[start]
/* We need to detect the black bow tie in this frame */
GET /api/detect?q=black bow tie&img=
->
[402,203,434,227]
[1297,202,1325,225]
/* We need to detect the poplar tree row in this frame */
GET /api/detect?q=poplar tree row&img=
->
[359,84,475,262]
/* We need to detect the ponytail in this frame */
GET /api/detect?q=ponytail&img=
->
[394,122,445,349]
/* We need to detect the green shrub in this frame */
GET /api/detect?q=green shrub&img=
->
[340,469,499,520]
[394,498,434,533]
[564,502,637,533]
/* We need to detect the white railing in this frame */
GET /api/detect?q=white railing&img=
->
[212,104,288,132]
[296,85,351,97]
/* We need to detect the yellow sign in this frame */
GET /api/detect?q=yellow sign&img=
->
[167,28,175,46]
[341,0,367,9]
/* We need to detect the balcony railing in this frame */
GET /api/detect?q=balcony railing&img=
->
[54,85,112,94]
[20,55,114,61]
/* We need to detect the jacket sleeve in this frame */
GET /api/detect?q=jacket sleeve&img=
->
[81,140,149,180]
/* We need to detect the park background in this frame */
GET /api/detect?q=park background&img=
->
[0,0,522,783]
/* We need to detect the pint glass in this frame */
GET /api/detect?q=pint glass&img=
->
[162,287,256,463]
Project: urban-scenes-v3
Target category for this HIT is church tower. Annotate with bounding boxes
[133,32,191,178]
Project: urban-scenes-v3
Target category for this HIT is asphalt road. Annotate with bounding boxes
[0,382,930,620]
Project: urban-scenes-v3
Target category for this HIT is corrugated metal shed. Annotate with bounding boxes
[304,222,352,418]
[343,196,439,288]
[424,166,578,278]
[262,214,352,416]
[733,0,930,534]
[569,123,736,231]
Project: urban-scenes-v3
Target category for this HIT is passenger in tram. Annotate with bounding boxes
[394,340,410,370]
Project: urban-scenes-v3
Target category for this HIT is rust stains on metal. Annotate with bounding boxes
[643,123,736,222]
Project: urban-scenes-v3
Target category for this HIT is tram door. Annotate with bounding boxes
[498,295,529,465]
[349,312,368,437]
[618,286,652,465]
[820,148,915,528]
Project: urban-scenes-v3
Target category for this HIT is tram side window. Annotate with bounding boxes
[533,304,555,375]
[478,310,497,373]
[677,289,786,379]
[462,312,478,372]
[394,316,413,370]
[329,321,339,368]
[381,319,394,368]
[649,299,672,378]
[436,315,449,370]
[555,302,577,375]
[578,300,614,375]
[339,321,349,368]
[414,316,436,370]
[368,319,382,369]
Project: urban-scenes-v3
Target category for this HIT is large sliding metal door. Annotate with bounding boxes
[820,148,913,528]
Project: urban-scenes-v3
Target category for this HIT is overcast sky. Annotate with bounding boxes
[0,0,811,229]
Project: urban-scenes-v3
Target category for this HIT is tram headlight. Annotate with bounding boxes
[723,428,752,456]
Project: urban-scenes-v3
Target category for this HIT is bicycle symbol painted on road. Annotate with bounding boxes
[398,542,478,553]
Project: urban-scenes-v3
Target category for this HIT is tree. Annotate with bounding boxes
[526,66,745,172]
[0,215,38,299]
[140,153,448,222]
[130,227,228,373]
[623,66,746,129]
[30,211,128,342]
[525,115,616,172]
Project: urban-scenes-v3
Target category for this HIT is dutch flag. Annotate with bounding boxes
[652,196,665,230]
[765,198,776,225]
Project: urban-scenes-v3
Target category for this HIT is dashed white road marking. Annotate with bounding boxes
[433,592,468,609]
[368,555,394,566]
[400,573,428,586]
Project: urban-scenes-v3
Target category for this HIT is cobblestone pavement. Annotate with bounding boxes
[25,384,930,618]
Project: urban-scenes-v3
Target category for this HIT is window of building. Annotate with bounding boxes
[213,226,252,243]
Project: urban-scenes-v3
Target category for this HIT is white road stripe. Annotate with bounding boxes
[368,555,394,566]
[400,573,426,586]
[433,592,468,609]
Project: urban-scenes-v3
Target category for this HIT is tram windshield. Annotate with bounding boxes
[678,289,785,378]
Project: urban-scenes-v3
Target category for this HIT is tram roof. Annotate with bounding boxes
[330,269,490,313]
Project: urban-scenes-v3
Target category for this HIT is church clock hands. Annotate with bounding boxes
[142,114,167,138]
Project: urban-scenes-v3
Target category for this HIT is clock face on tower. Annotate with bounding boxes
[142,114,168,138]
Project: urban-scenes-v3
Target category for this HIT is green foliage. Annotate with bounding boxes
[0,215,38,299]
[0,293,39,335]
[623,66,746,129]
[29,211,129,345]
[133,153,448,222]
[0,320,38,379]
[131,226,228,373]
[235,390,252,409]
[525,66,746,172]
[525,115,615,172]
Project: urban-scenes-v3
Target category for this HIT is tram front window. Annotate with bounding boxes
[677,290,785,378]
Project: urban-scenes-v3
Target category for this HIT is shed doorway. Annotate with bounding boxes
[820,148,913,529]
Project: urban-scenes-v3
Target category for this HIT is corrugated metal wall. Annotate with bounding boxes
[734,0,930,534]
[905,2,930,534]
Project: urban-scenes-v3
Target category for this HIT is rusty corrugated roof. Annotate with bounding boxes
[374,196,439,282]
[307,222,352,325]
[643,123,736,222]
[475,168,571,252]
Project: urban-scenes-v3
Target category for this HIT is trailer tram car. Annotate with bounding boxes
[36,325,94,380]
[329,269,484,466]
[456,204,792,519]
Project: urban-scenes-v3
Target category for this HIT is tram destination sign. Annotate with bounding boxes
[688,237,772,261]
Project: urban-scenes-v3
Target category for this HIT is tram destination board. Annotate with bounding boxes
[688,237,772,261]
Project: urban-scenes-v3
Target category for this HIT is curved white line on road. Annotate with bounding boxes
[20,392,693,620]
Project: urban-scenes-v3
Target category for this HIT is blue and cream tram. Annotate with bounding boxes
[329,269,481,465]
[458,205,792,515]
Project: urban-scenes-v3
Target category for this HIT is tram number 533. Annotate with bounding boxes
[end]
• **EXERCISE**
Return every one of the records above, line for line, with no changes.

• **FULL RESPONSE**
/* We need to detect the black bow tie in this frame */
GET /api/detect?q=black bow tie&img=
->
[402,203,434,227]
[1297,202,1325,225]
/* We need to detect the poplar tree row in this frame */
GET /api/detect?q=poplar tree row&img=
->
[359,84,475,262]
/* We need to detect the ponytail in this frame */
GET /api/detect?q=ponytail&img=
->
[394,122,445,349]
/* We need to detect the green shrub in this frame */
GET /api/detect?q=green shrub&img=
->
[340,469,499,520]
[394,498,434,533]
[564,502,637,533]
/* We need to detect the white railing in this frame */
GET /api/detect?q=white railing&img=
->
[212,104,288,132]
[296,85,351,97]
/* We need to detect the yellow sign in this frame */
GET /api/detect?q=yellow sign&img=
->
[167,28,175,46]
[341,0,367,9]
/* We need to detect the balcony railing in this frame */
GET /api/detect?q=balcony railing&img=
->
[54,85,112,94]
[20,55,114,61]
/* We need to detect the jacket sleeve in this frame */
GET /api/detect?q=jacket sleeve&img=
->
[81,140,149,180]
/* We need to detect the park background in this frame */
GET /api/detect?q=park background&img=
->
[0,0,522,783]
/* We need to detect the pint glass in this frame */
GET /api/detect?q=pint glass&img=
->
[162,287,256,463]
Project: urban-scenes-v3
Target category for this HIT is church tower. Annotate with bounding boxes
[133,32,191,178]
Project: urban-scenes-v3
Target category for this HIT is asphalt road. Annotate with bounding boxes
[0,382,930,620]
Project: urban-scenes-v3
Target category for this HIT is corrugated metal shed. Annotate with bounding boxes
[304,222,352,418]
[343,196,439,288]
[424,166,578,278]
[262,214,352,416]
[733,0,930,534]
[569,123,736,231]
Project: urban-scenes-v3
Target category for this HIT is passenger in tram. Annotate with bounding boxes
[394,340,410,370]
Project: urban-scenes-v3
Target category for this HIT is rust stains on metal. Annotate with bounding boxes
[643,123,736,222]
Project: urban-scenes-v3
Target category for this HIT is tram door. Annotate with bounding boxes
[498,295,529,465]
[349,312,368,437]
[618,286,652,465]
[820,148,915,528]
Project: urban-scenes-v3
Target category for this HIT is tram side window. Annotate with bounding boxes
[533,304,555,375]
[478,310,497,373]
[677,289,786,379]
[462,312,478,372]
[394,316,413,370]
[329,321,339,368]
[381,319,394,368]
[649,299,672,378]
[436,315,449,370]
[555,302,577,375]
[578,300,614,375]
[339,321,349,368]
[414,316,436,370]
[368,319,382,369]
Project: urban-scenes-v3
Target category for this HIT is large sliding metal door. Annotate with bounding boxes
[820,148,913,528]
Project: urban-scenes-v3
Target category for this HIT is overcast sky. Annotate with bounding boxes
[0,0,811,229]
Project: urban-scenes-v3
Target category for this HIT is tram headlight. Annotate with bounding boxes
[723,428,752,456]
Project: urban-scenes-v3
Target category for this HIT is bicycle symbol painted on road. Annotate with bounding boxes
[398,542,478,553]
Project: urban-scenes-v3
Target category for this HIT is tree. Annotate with bounding boxes
[526,66,745,172]
[0,215,38,299]
[140,153,448,222]
[130,227,228,373]
[623,66,746,129]
[30,211,128,342]
[525,115,616,172]
Project: urban-scenes-v3
Target category for this HIT is dutch flag. Annotate with bounding boxes
[652,196,665,230]
[765,198,776,225]
Project: urban-scenes-v3
Target category for this HIT is dashed white road marking. Annotate with bounding boxes
[433,592,468,609]
[368,555,394,566]
[400,573,428,586]
Project: urban-scenes-v3
Target category for this HIT is cobblestone pavement. Annotate with bounding boxes
[25,384,930,618]
Project: urban-scenes-v3
Target category for this HIT is window of building. Annotate with bounding boxes
[213,226,252,243]
Project: urban-scenes-v3
Target category for this HIT is white road stripe. Annotate with bounding boxes
[368,555,394,566]
[400,573,426,586]
[433,592,468,609]
Project: urban-scenes-v3
Target category for this HIT is tram windshield. Annotate with bounding boxes
[678,289,785,378]
Project: urban-scenes-v3
Target category for this HIT is tram roof. Annotate with bounding boxes
[330,269,490,313]
Project: urban-scenes-v3
Target category for this HIT is church clock hands. Annotate with bounding boxes
[142,114,167,138]
Project: urban-scenes-v3
Target category for this HIT is clock face on tower. Annotate with bounding boxes
[142,114,168,138]
Project: urban-scenes-v3
Target category for this HIT is green foliage. Annotate with bounding boxes
[0,215,38,299]
[0,293,39,335]
[623,66,746,129]
[29,211,129,345]
[133,153,448,222]
[0,320,38,379]
[131,226,228,373]
[235,390,252,409]
[525,66,746,172]
[525,115,615,172]
Project: urban-scenes-v3
Target category for this HIT is tram front window. Annotate with bounding boxes
[677,290,785,378]
Project: urban-scenes-v3
Target category for this HIT is shed doorway. Annotate with bounding boxes
[820,148,913,529]
Project: urban-scenes-v3
Target category for this HIT is corrugated metal wall. Annotate with bounding boxes
[734,0,930,534]
[905,2,930,534]
Project: urban-scenes-v3
Target category for this HIT is rusty corrugated roof. Annotate with bounding boxes
[374,196,439,282]
[307,222,352,325]
[643,123,736,222]
[475,168,571,252]
Project: urban-scenes-v3
Target category for this HIT is trailer tram car. Annotate with bounding boxes
[36,325,94,380]
[329,269,484,466]
[456,204,792,519]
Project: urban-scenes-v3
Target category for this HIT is tram destination sign. Annotate with bounding boxes
[688,237,772,261]
Project: urban-scenes-v3
Target category for this HIT is tram destination board. Annotate with bounding boxes
[688,237,772,261]
Project: urban-scenes-v3
Target category for this HIT is curved white line on road. Annotate with bounding boxes
[20,392,693,620]
Project: urban-scenes-v3
Target category for this HIT is blue and cream tram. Annotate with bounding boxes
[329,269,481,465]
[458,205,792,515]
Project: urban-scenes-v3
Target category for this HIT is tram number 533. Annotate with bounding boxes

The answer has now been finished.